Provided material:

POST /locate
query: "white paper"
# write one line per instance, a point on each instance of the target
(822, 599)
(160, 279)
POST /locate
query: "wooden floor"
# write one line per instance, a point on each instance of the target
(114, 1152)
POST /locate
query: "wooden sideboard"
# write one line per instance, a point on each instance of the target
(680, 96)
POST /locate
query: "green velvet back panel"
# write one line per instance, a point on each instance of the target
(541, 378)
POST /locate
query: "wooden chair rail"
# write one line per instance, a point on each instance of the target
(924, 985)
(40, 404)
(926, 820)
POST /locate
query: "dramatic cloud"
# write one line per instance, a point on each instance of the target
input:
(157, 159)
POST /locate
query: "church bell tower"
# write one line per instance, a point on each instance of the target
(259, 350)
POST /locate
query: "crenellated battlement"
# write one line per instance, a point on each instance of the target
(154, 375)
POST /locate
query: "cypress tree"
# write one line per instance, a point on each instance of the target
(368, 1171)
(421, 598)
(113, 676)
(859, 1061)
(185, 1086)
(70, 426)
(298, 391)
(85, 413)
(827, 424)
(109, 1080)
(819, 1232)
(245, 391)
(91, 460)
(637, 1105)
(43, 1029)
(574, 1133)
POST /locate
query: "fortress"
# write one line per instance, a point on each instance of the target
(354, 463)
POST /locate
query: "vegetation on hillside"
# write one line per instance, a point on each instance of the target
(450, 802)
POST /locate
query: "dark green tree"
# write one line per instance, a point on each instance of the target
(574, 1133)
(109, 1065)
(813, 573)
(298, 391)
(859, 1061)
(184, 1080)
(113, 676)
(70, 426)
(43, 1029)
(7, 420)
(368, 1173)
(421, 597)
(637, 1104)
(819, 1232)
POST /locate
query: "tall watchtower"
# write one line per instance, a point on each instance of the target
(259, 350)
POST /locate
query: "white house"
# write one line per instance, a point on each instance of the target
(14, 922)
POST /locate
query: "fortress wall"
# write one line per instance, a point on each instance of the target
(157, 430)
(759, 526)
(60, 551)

Task requirements: From the listing above, copy each line that contains the word "green". Treat uppercase and lowercase letters as distinct.

Written answer:
query: "green velvet back panel"
query: "dark green tree"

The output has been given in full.